■ Records of labeled points
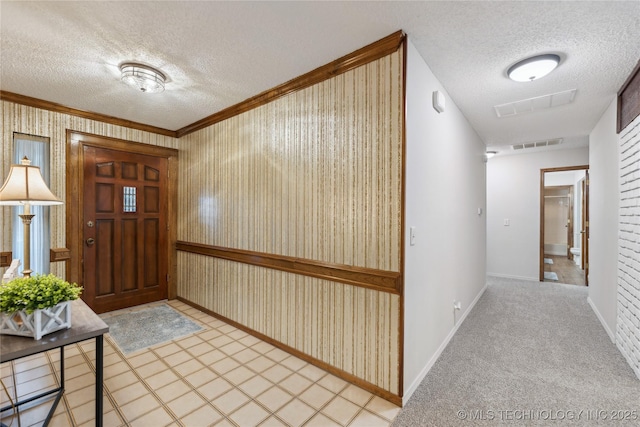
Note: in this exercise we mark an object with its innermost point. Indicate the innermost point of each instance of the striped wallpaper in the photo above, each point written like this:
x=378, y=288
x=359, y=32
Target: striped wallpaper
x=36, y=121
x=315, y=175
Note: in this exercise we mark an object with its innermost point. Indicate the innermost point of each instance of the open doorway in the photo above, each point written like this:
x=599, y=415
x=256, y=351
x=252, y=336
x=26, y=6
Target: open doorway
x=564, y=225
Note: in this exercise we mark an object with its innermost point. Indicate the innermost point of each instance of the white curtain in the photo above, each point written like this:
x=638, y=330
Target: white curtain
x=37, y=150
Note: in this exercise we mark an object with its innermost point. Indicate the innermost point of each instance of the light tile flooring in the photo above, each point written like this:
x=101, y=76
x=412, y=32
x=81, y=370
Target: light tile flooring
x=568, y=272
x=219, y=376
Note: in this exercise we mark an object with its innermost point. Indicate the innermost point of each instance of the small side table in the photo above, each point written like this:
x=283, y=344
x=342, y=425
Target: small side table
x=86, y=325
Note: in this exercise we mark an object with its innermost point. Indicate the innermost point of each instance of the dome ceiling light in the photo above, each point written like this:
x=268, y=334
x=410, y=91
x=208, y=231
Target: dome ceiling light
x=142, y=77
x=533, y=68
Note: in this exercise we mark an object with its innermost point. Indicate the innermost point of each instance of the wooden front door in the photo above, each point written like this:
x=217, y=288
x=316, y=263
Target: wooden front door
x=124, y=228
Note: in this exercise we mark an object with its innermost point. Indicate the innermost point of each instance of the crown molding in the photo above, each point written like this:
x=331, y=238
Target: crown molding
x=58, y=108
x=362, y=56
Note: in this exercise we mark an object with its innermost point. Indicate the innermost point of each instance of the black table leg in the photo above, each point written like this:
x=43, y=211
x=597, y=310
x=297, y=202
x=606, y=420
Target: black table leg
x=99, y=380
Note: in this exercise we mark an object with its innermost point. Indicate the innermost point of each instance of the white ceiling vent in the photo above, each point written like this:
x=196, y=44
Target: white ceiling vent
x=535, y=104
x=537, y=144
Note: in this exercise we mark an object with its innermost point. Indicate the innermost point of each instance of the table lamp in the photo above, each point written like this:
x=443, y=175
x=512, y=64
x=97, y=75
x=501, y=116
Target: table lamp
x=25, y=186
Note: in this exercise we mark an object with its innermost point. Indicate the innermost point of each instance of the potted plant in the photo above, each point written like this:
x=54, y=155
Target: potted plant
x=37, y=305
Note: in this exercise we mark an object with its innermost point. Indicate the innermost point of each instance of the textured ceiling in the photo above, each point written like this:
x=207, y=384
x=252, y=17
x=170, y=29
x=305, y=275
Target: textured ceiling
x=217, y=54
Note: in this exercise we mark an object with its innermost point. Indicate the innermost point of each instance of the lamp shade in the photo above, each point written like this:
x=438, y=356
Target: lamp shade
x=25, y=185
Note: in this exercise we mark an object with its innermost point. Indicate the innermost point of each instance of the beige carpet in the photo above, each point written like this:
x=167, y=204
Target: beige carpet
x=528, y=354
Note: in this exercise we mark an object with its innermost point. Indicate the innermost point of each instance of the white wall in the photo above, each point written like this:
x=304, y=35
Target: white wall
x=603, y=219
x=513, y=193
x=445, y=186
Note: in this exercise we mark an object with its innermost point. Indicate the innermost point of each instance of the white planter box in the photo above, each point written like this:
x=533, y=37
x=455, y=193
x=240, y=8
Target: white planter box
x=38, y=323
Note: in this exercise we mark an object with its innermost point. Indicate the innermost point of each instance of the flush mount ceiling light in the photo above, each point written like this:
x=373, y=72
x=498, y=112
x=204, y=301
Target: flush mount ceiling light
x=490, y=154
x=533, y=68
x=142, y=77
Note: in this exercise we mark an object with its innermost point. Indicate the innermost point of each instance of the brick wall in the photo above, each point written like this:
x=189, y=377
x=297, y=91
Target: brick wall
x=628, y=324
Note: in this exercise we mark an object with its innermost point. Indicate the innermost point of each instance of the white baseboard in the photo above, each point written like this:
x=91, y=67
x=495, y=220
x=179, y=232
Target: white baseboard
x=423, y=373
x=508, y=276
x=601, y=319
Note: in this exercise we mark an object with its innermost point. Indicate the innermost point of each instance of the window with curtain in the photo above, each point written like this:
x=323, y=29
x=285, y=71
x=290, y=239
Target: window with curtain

■ WHAT TO PRODUCE
Please copy all of the rows above word for word, omitting the pictures.

■ RESPONSE FOR THIS EXERCISE
Note: in this exercise we mark an object with its innermost point. Indicate the innermost point of each instance of the striped wallpaper in the photo above, each point written like this:
x=378, y=288
x=359, y=32
Target: striped wallpaper
x=36, y=121
x=315, y=175
Note: in this exercise we mark an object with its innermost point. Indicate the innermost point of each instance of the open doorway in the photo above, each point written like this:
x=599, y=415
x=256, y=351
x=252, y=336
x=26, y=6
Target: open doorway
x=564, y=225
Note: in this exercise we mark an object with its innermost point. Indicate the innermost point of each instance of the white curtain in the photo above, each point written like this:
x=638, y=330
Target: white curtain
x=37, y=150
Note: in this exercise we mark an object with its innermost point. Indicate the innermost point of each instance of the light tile flooring in the photo above, each point written like this:
x=101, y=76
x=412, y=32
x=81, y=370
Target: light tile flooring
x=568, y=272
x=219, y=376
Note: in this exercise we mark an object with its innermost point. Indicate the innermost point of each instance of the small side table in the photo above, each point written like this:
x=283, y=344
x=342, y=425
Target: small side table
x=86, y=325
Note: in this exercise we mark an object with its innermost point. Indicate the innermost point of each instance of the dome ceiling light in the photo above, each point written like this:
x=268, y=334
x=410, y=91
x=208, y=231
Target: dome ceiling light
x=142, y=77
x=533, y=68
Note: in this exercise we mark an object with its innermost point. Indicate the innermost point of each instance of the wooden front door in the photo above, each point written like this:
x=217, y=288
x=316, y=263
Target: wooden front door
x=124, y=228
Note: in this exercise we mark an object with its innermost point. Indicate the innermost point of each instance of the crown molding in the photo above, each point written like this:
x=331, y=238
Target: crown molding
x=58, y=108
x=362, y=56
Note: in this exercise we mark an object with its innermost point. Indicate the innermost point of each instance of the black table leg in the photo above, each point written like this:
x=43, y=211
x=597, y=310
x=297, y=202
x=606, y=420
Target: black table leg
x=99, y=380
Note: in this exercise we mark an object with its innermost point. Indicate the innermost point of each instance of the white ceiling vent in the photo above, each point written like this:
x=196, y=44
Target: white ceiling vent
x=535, y=104
x=537, y=144
Note: in this exercise we mark an object with its innermost point. Indicate the innermost point of each instance of the table lamp in the photo above, each point written like this:
x=443, y=175
x=512, y=64
x=97, y=75
x=501, y=116
Target: table lamp
x=25, y=186
Note: in this exercise we mark an object with its innermost point. Indicate the innermost point of each instance of the potted plant in the photo above, each point written like this:
x=54, y=155
Target: potted plant
x=37, y=305
Note: in this exercise we mark an object with its innermost point. Indicate the innermost point of each instance of the textured ceiling in the photo above, each point written like this:
x=207, y=384
x=252, y=17
x=170, y=29
x=305, y=275
Target: textured ceiling
x=217, y=54
Note: in this exercise we mark an object with its innermost point. Indicate the innermost point of each instance of the lamp shade in the photo above, each point written like this:
x=438, y=356
Target: lamp shade
x=25, y=185
Note: in this exercise we mark an object with its innermost point. Indicate the innermost point of each instance of the beige carpet in the photo above, each point written like this:
x=167, y=204
Target: beige carpet
x=528, y=354
Note: in this exercise we mark an object with its innermost point. Indicate the innermost point of each instance of the white wall in the photo above, each point written like this:
x=304, y=35
Target: white wall
x=603, y=219
x=513, y=193
x=445, y=186
Note: in this exercise we mark an object with its innermost point. Indicate the innermost point of each instance of the white planter box in the photo above, each point written like this:
x=533, y=37
x=455, y=193
x=240, y=8
Target: white planter box
x=38, y=323
Note: in this exercise we mark an object with its innermost point. Indicate the innermost point of each instance of the flush mount ceiling light in the photo above, each point written like this:
x=373, y=72
x=498, y=112
x=204, y=301
Target: flush mount ceiling light
x=490, y=154
x=533, y=68
x=142, y=77
Note: in this exercise we mark an object with its innermost point. Indicate the innermost point of each instance of the brick wall in the photo above, each point written like this:
x=189, y=377
x=297, y=91
Target: brick wall
x=628, y=324
Note: in this exercise we mark an object with its innermost point. Indicate the innermost point of each instance of the white baseboard in the photo above, each point written like this:
x=91, y=67
x=495, y=220
x=179, y=232
Target: white baseboard
x=423, y=373
x=508, y=276
x=601, y=319
Note: in this exercise we mark an object with its innermost point. Indicate the innermost point of each instance of the window with curtain in the photo above, each point written like this:
x=323, y=29
x=285, y=71
x=290, y=239
Target: window with curtain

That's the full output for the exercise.